## Assignment:
Would you transcribe all of the data exactly, down to the last character?

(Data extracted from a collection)
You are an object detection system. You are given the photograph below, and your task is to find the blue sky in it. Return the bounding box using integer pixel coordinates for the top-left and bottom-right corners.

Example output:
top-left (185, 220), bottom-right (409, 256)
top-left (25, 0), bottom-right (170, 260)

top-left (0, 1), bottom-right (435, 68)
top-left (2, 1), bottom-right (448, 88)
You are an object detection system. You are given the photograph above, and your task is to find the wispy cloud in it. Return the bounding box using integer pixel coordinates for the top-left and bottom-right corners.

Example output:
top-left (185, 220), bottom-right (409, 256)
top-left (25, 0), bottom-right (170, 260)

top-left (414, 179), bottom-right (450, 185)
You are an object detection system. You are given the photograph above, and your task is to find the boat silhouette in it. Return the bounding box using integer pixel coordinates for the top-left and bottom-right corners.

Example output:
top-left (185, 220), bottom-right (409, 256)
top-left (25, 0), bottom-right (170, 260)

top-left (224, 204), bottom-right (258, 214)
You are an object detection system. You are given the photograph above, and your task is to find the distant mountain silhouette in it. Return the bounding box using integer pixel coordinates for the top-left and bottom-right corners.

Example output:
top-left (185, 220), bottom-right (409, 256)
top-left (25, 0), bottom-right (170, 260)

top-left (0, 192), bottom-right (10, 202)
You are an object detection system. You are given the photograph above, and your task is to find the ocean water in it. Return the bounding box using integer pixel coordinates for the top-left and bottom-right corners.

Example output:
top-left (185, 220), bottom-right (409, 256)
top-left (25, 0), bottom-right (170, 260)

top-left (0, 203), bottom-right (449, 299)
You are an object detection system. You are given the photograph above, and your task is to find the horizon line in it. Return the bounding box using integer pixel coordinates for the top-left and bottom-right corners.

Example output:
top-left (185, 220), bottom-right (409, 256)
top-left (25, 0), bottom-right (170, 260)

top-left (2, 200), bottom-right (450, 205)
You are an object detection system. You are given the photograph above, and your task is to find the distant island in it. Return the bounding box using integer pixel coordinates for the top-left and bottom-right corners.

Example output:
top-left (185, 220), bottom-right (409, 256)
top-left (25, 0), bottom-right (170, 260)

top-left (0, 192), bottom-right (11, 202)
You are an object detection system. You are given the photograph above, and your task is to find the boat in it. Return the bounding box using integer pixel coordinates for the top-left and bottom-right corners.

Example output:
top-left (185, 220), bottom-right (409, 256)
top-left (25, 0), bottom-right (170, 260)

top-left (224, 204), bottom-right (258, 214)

## Answer:
You are an object detection system. You are given the photograph below, and your task is to find the blue sky in it. Return the bounding box using integer pixel coordinates for the top-left and bottom-right corners.

Example output:
top-left (185, 220), bottom-right (409, 256)
top-left (25, 0), bottom-right (170, 260)

top-left (0, 1), bottom-right (435, 68)
top-left (2, 1), bottom-right (448, 88)
You are an object detection system. You are given the photograph above, and your task is to find the wispy cloud in it. Return the bounding box using integer pixel coordinates for the top-left and bottom-right corners.

Example output:
top-left (185, 220), bottom-right (409, 256)
top-left (25, 0), bottom-right (170, 260)

top-left (414, 179), bottom-right (450, 185)
You are an object detection system. You are given the photograph above, and your task is to find the boat silhouette in it. Return the bounding box using integer pixel coordinates for the top-left and bottom-right corners.

Example output:
top-left (185, 220), bottom-right (409, 256)
top-left (25, 0), bottom-right (170, 260)

top-left (224, 204), bottom-right (258, 214)
You are an object detection system. You are given the photograph above, and your task is to find the distant mountain silhouette in it. Return the bounding box using integer pixel coordinates for the top-left and bottom-right corners.

Example output:
top-left (185, 220), bottom-right (409, 256)
top-left (25, 0), bottom-right (170, 260)

top-left (0, 192), bottom-right (10, 202)
You are an object detection system. You are given the photograph above, and your task is to find the ocean water in it. Return the bounding box using integer pixel coordinates for the top-left and bottom-right corners.

Example output:
top-left (185, 220), bottom-right (409, 256)
top-left (25, 0), bottom-right (170, 260)

top-left (0, 203), bottom-right (449, 299)
You are an object detection system. You are given the photograph above, and your task is to find the horizon line in it. Return the bounding box using integer pixel coordinates for the top-left and bottom-right corners.

Example output:
top-left (185, 220), bottom-right (409, 256)
top-left (25, 0), bottom-right (170, 260)

top-left (2, 200), bottom-right (450, 205)
You are an object detection system. You are given the photograph above, and your task is to find the distant island in it. Return the bounding box using integer pixel coordinates for the top-left and bottom-right corners.

Example output:
top-left (185, 220), bottom-right (409, 256)
top-left (25, 0), bottom-right (170, 260)

top-left (0, 192), bottom-right (11, 202)
You are an object detection system. You are given the photograph above, and your task is to find the boat in it. Return the bounding box using integer pixel coordinates for the top-left and bottom-right corners.

Example output:
top-left (185, 220), bottom-right (409, 256)
top-left (25, 0), bottom-right (170, 260)

top-left (224, 204), bottom-right (258, 214)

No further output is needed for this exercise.